Supplied entries ::
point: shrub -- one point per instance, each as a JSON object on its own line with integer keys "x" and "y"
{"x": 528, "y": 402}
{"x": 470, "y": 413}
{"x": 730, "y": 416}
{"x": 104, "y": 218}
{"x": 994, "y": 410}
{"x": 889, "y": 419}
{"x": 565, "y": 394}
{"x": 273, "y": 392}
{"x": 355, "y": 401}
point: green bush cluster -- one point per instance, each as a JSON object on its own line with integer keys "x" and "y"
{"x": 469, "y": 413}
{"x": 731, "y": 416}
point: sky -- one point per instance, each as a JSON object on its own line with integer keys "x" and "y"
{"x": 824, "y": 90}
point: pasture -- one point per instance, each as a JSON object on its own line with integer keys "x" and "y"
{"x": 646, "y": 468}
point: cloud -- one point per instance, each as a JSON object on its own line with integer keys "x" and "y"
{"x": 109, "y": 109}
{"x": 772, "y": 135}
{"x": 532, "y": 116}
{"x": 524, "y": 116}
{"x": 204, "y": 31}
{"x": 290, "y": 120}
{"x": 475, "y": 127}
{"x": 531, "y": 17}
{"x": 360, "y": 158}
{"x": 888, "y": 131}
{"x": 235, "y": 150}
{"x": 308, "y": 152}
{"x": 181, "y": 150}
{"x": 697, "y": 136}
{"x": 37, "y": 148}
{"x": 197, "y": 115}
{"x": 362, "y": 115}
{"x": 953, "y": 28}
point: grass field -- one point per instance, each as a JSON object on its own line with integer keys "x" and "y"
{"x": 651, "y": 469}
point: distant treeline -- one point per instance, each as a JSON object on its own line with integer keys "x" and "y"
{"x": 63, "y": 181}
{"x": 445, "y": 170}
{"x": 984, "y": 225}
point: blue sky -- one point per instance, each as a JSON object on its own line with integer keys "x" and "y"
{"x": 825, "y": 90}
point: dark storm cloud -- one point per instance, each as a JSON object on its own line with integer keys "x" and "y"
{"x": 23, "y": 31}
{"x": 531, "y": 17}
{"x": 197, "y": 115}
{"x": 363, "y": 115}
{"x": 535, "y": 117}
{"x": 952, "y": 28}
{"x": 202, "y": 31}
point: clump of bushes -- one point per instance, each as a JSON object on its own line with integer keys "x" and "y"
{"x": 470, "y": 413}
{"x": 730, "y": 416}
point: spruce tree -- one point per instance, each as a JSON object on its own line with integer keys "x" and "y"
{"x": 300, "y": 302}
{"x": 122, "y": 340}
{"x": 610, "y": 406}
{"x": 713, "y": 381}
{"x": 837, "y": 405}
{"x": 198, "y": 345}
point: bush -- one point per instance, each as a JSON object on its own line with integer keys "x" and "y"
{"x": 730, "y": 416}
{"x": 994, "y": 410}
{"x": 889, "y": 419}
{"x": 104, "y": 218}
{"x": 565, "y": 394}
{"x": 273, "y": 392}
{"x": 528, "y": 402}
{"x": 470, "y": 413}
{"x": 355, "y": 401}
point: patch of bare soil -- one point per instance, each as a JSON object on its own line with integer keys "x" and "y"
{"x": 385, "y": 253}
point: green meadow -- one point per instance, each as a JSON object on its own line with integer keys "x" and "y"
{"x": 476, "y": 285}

Task requirements :: Every record shown above should be written out again exactly.

Answer to this problem ::
point: shrub -- one point per instance, each as a JSON object on its own line with integer keys "x" and "y"
{"x": 528, "y": 402}
{"x": 470, "y": 413}
{"x": 730, "y": 416}
{"x": 104, "y": 218}
{"x": 994, "y": 410}
{"x": 889, "y": 419}
{"x": 565, "y": 394}
{"x": 273, "y": 392}
{"x": 355, "y": 401}
point: green bush cluster -- one point per instance, each as a JSON object on its own line with integer keys "x" and "y"
{"x": 469, "y": 413}
{"x": 731, "y": 416}
point: sky -- one point per instance, each as a JSON object on its own line with integer keys "x" and "y"
{"x": 824, "y": 90}
point: pasture -- one point per instance, each as a JSON object on its own line with integer keys "x" and "y"
{"x": 646, "y": 468}
point: cloud -- one point per instance, each as a JSON object on its own line with integer keys "x" and "y"
{"x": 109, "y": 109}
{"x": 772, "y": 135}
{"x": 532, "y": 116}
{"x": 524, "y": 116}
{"x": 204, "y": 31}
{"x": 290, "y": 120}
{"x": 475, "y": 127}
{"x": 531, "y": 17}
{"x": 360, "y": 158}
{"x": 888, "y": 131}
{"x": 235, "y": 150}
{"x": 308, "y": 152}
{"x": 181, "y": 150}
{"x": 697, "y": 136}
{"x": 37, "y": 148}
{"x": 197, "y": 115}
{"x": 362, "y": 115}
{"x": 953, "y": 28}
point: grass field -- one point per instance, each as a JSON object on its own line with integer keys "x" and "y"
{"x": 651, "y": 469}
point: distant treeline -- one point per instance, each as a JSON object on its own line with integer keys "x" and "y"
{"x": 63, "y": 181}
{"x": 445, "y": 170}
{"x": 984, "y": 225}
point: blue sky -- one point per instance, each as a JSON object on its own line with integer keys "x" and "y"
{"x": 825, "y": 90}
point: dark storm cloud -- one point per instance, each as a JSON object on its own line with integer keys "x" and "y"
{"x": 23, "y": 31}
{"x": 531, "y": 17}
{"x": 197, "y": 115}
{"x": 363, "y": 115}
{"x": 535, "y": 117}
{"x": 952, "y": 28}
{"x": 202, "y": 31}
point: clump of bushes -- one point per instance, each as a JSON object on its own line with integer keys "x" and "y"
{"x": 470, "y": 413}
{"x": 730, "y": 416}
point: spruce tree -- one point per instance, each as a JSON object on its own line with integer keys "x" and "y"
{"x": 300, "y": 302}
{"x": 122, "y": 340}
{"x": 610, "y": 406}
{"x": 713, "y": 381}
{"x": 837, "y": 405}
{"x": 198, "y": 345}
point: bush -- one point per instance, each as a JSON object on its own line with integer keys "x" and "y"
{"x": 730, "y": 416}
{"x": 994, "y": 410}
{"x": 889, "y": 419}
{"x": 104, "y": 218}
{"x": 565, "y": 394}
{"x": 273, "y": 392}
{"x": 528, "y": 402}
{"x": 470, "y": 413}
{"x": 355, "y": 401}
point: patch of bare soil -- one point per instance, each as a JSON object on its own line with integer keys "x" and "y"
{"x": 385, "y": 253}
point: green meadow -- one point per instance, each as a JSON object on its own line with integer keys "x" and "y"
{"x": 476, "y": 285}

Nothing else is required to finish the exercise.